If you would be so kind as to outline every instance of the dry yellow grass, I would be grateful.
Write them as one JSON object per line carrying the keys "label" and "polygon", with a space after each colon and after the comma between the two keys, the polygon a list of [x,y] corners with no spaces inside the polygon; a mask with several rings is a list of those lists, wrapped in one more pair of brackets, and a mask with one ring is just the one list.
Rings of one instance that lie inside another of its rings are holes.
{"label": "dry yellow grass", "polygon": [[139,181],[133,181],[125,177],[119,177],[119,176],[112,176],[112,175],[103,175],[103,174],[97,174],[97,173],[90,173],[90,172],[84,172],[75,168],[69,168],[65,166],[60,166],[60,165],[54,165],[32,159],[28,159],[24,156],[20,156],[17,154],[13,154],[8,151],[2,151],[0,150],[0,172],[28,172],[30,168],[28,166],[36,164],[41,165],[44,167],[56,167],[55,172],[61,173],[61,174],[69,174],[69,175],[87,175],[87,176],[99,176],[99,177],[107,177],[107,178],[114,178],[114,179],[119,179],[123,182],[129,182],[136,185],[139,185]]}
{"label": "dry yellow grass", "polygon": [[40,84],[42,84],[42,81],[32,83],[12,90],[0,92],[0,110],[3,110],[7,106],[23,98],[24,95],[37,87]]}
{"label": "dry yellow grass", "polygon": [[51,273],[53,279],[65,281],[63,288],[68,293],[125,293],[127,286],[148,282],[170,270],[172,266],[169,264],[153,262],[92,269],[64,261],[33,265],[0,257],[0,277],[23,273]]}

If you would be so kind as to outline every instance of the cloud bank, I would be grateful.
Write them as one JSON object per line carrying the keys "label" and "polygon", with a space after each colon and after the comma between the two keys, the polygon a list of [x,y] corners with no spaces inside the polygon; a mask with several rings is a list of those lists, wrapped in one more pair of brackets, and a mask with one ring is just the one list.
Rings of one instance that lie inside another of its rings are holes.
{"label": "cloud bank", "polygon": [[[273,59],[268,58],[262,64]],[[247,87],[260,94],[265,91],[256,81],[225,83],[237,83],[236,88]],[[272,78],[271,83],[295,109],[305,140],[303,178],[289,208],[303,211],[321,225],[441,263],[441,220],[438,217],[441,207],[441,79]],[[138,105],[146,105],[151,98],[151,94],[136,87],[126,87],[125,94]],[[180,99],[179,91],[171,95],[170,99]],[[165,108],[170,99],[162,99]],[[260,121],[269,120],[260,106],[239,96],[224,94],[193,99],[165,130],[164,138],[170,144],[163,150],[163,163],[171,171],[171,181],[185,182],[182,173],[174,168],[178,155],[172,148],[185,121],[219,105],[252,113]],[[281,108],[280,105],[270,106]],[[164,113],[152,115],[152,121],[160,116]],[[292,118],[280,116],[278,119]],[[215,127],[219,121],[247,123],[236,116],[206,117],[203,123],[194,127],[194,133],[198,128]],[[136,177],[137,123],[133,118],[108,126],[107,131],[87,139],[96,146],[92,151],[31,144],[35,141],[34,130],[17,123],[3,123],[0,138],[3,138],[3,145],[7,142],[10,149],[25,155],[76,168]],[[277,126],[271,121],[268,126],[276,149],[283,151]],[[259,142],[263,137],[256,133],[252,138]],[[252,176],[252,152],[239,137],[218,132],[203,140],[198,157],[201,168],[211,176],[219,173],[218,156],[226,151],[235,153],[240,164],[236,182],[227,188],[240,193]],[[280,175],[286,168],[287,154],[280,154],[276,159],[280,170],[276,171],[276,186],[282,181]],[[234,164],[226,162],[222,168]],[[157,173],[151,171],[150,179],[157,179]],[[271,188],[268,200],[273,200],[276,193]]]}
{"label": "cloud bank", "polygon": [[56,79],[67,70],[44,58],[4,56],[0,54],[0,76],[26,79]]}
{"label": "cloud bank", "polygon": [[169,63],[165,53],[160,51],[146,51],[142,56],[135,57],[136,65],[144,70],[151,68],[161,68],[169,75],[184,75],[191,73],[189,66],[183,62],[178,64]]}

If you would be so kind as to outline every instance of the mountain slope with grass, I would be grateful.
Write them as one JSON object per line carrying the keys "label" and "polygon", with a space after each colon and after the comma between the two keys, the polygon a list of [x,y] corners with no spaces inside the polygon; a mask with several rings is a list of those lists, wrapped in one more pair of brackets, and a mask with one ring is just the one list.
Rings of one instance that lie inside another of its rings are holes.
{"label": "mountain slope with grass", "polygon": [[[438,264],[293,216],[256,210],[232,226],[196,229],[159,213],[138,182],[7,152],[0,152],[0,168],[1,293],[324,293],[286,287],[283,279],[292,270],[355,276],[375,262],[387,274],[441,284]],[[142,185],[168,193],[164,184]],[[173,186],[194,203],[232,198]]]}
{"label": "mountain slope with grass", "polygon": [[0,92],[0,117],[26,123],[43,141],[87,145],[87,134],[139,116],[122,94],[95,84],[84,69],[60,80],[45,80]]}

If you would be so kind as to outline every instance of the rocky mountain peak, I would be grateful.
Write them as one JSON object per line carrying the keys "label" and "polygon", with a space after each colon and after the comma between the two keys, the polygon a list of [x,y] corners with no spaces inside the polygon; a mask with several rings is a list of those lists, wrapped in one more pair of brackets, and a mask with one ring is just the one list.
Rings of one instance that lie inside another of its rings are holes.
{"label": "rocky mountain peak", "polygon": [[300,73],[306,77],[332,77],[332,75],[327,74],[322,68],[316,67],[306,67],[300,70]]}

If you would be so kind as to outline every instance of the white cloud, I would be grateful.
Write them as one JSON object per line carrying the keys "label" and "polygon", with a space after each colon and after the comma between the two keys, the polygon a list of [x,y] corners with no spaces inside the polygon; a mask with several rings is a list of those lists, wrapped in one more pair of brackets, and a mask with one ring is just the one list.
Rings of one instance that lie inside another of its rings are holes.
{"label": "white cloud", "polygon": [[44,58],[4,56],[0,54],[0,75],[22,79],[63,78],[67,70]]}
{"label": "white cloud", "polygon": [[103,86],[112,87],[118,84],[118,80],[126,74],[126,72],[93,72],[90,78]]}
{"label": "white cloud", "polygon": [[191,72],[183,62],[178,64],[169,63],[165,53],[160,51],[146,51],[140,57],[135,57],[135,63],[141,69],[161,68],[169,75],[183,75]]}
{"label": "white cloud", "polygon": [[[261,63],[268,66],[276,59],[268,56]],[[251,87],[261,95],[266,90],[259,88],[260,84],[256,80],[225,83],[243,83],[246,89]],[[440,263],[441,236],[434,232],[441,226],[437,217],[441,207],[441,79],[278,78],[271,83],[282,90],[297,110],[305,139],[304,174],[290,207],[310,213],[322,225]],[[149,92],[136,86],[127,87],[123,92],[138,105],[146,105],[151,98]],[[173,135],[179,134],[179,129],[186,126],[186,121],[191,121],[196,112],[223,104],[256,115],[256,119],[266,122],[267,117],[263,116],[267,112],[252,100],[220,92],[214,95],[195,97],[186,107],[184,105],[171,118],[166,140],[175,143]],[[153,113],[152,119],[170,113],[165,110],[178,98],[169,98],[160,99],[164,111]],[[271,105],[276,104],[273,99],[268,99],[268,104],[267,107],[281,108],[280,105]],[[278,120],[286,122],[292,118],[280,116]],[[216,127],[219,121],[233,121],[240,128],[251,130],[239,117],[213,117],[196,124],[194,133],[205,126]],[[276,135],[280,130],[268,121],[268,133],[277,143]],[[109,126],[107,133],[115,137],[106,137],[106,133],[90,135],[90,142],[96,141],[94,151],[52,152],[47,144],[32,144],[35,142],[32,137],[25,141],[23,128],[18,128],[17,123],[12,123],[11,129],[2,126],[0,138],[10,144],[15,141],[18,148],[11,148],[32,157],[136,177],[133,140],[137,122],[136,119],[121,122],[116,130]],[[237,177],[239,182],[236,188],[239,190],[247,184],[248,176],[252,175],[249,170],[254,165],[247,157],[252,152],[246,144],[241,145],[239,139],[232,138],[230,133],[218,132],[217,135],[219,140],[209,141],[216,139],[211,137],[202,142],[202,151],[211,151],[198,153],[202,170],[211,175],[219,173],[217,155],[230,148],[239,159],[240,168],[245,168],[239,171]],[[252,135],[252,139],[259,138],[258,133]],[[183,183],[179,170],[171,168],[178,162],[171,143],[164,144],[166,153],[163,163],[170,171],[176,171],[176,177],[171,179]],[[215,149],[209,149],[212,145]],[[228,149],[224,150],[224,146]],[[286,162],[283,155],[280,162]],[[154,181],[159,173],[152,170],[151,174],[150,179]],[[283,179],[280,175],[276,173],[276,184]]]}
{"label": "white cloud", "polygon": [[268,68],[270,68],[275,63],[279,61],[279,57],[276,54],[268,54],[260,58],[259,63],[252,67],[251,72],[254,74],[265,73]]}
-*-*-
*DIRECTIONS*. Extract every line above that contains the word "peak", matching its case exactly.

*TASK RESULT*.
If you would be so kind as to outline every instance of the rocky mountain peak, I would be grateful.
{"label": "rocky mountain peak", "polygon": [[300,73],[306,77],[332,77],[332,75],[327,74],[322,68],[316,67],[306,67],[300,70]]}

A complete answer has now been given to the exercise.